How Machine Learning Products are Different (Part 1, High Level)

First some context. My direct experience over the last decade+ has been mostly B2B selling enterprise grade software to large corporates and so my perspective is skewed this way. I have had many conversations with folks working in the small business and consumer spaces and know those can be very different worlds.

When you sell software in a risk-averse corporate context checklists always come into play. Many many checklists. Feature checklists of course but also many flavors of contractual, security and even internal role/responsibility based checklists. Most of these checklists have to be approved before a sale can be completed, much less a corporate integration.

These checklists presume the business, much less the software, will work in specific ways. Ways that try to make it as easy as possible to line up and compare vendors within a space. Ways that a Machine Learning driven approach come into direct conflict with. Ways that make it very hard to participate in the market as a startup. When you go about trying to do anything in a different way it is inevitable that you come into direct conflict with these checklists.

Now, it is possible to bypass many of these checklists if the customer is sufficiently motivated. This is how we got our first big customers at Safe Banking Systems: They were often under heavy pressure from a government, sometimes even a cease and desist. The current products in the market couldn’t do anything to save them on the timelines they needed. With our AI we could come in and do in a couple of weeks what would take other vendors half a year or more.

----

### TASK TO CARRY OUT
Copy the piece on machine learning products again, beginning at the words "These checklists presume" and stopping after "with these checklists.", and swap "vendors" for "suppliers" throughout. The listing after this point has no connection to the piece on machine learning products.

### SUPPLIED INFORMATION
----

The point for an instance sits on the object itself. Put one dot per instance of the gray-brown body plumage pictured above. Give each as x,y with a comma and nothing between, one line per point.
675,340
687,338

----

### THE REPLY
These checklists presume the business, much less the software, will work in specific ways. Ways that try to make it as easy as possible to line up and compare suppliers within a space. Ways that a Machine Learning driven approach come into direct conflict with. Ways that make it very hard to participate in the market as a startup. When you go about trying to do anything in a different way it is inevitable that you come into direct conflict with these checklists.